** BEGIN PROVIDED TEXT **

The 11-page document then gets to the nitty-gritty: the money, and how it is to be used.
“The day-to-day management of the project will be undertaken by a full-time project manager who will be in post for 18 months from July 2022 to December 2023.” The council staffer’s salary, for 18 months, is covered by the grant, to the tune of £67,000.
“They will be supported by a part-time (three days/week) Learning & Volunteer Co-ordinator who will be in post for 12 months from October 2022 to October 2023.” So a job creation scheme, can’t be so bad.
Cheap labour: no one mentions the £7 per day expenses or the amounts that ‘team leads’ will be paid, as people’s goodwill is exploited
And external consultants were to be appointed to “evaluate” the project. Which will be nice for them. Though at a budgeted £5,000, it’s fair to assume that they won’t be delving very deep, or for very long.
“A network of youth partnership organisations will be established by Apsara Arts to support recruitment of young people who will produce the oral and video histories. Apsara will lead the training of the young people in oral and video histories, the recording of the histories and a series of podcasts.
“The exhibition will be managed and curated by Apsara Arts who have significant experience in community heritage projects. Apsara and the Learning and Volunteer co-ordinator will recruit and train volunteers to curate and develop the exhibition and act as hosts/guides for the exhibition and trail.” It’s all looking like a lot of work being pushed Apsara Arts’ way…
According to the council documents, “£82,475 of the budget has been assigned to them” – almost one-quarter of the entire Music Heritage Trail budget.

** END PROVIDED TEXT **
** BEGIN DATA SECTION **

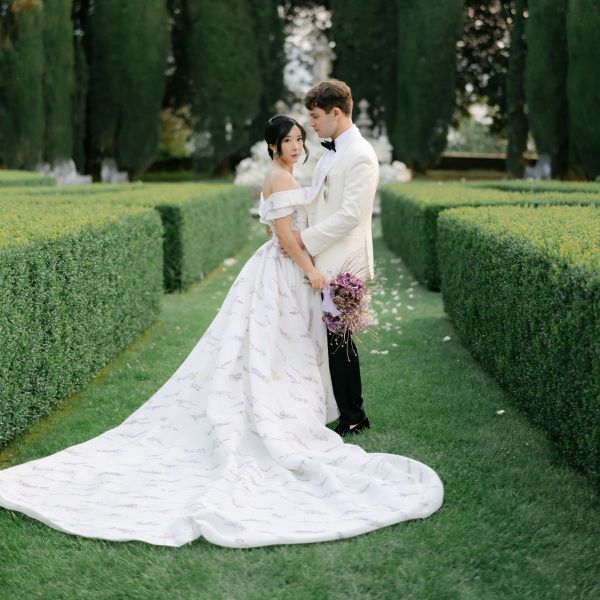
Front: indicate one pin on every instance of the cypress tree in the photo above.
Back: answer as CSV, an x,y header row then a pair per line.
x,y
515,93
58,80
426,70
365,48
583,84
225,81
546,79
269,35
128,46
21,98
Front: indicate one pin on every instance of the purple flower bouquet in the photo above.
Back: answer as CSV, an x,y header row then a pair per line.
x,y
346,305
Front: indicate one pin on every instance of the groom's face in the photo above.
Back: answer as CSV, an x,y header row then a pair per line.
x,y
324,124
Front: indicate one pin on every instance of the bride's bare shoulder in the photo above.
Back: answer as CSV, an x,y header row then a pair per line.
x,y
278,180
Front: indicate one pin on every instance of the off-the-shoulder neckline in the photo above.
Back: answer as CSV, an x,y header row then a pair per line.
x,y
281,192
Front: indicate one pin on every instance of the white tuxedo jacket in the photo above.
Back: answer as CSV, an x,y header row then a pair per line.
x,y
339,217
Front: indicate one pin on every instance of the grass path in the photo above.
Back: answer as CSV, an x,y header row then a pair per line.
x,y
516,522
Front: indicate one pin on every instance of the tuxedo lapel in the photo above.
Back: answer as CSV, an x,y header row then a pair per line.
x,y
323,175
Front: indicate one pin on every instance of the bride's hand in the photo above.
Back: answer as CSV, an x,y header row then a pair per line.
x,y
317,279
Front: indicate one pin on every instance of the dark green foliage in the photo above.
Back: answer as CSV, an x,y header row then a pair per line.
x,y
78,285
365,49
426,70
482,59
128,44
224,71
517,127
583,27
525,299
269,36
409,214
59,80
546,80
79,103
21,98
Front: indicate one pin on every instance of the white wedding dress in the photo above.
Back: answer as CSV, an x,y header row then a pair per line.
x,y
233,447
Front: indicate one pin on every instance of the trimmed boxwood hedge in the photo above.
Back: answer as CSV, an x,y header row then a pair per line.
x,y
202,223
409,214
78,282
526,185
522,287
23,178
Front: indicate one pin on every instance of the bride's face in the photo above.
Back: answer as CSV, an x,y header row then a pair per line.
x,y
291,146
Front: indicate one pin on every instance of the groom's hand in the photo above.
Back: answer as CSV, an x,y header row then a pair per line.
x,y
298,238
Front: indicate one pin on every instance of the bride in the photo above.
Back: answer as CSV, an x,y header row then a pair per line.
x,y
234,447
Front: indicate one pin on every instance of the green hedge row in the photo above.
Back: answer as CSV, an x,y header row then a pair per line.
x,y
23,178
202,223
410,211
524,185
522,287
78,282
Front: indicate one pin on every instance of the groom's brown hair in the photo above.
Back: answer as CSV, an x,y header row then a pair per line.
x,y
328,94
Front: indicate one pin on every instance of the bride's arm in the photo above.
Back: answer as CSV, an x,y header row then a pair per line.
x,y
283,230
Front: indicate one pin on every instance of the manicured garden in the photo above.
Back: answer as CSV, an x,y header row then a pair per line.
x,y
517,520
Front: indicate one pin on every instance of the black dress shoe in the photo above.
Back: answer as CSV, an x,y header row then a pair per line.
x,y
343,429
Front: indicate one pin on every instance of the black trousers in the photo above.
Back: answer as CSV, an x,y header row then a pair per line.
x,y
345,377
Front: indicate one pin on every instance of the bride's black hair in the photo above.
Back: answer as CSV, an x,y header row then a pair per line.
x,y
276,130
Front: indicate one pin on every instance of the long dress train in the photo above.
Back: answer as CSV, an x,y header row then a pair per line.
x,y
233,447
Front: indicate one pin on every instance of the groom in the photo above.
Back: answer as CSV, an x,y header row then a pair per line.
x,y
339,225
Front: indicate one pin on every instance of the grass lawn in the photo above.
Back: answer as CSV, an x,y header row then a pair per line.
x,y
517,522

** END DATA SECTION **

_GIVEN INSTRUCTION 1_. In the excerpt on the Music Heritage Trail budget, how much was budgeted for the external consultants who would evaluate the project?
_GIVEN INSTRUCTION 2_. Carry on the excerpt about the Music Heritage Trail budget, starting after its final sentence.
The records have no connection to the text.

_TASK RESPONSE 1_. £5,000.

_TASK RESPONSE 2_.
Included in the budgets submitted to the National Lottery is a line that shows the project lead from Apsara Arts is to be funded for 8.5 days per month for 10 months to a total of £21,250 – and paid at a rate of £250 per day.
A second person from Apsara Arts is also charging professional fees, but at the more modest rate of £120 per day, and for only 7.5 days per month over a 10-month period, amounting to £9,000.
Nice work if you can get it: the Lottery bid application budgets, including details of the daily fees paid to ‘project leads’ at Apsara Arts
Then there’s the three lots of £1,050 budgeted for “training for volunteers” – £350 per day for a brief three days of “training”, across three “cohorts” of volunteers.
When it comes to staging the exhibition, whenever that may be, there’s another 60 days in the budget at £250 per day for the Apsara Arts project lead – that’s another £15,000. Cushty.
This is all considerably more than the money budgeted for technical aspects of the project, such as the “microsite” and app.
But compare the amounts being paid to the project lead to the small change set aside for anyone who volunteers to help the events and exhibition: they have been allocated a less-than-generous £7 per day for “expenses”, and £6 per day for their travel costs.
Let’s hope that anyone volunteering will think their time has been well-spent.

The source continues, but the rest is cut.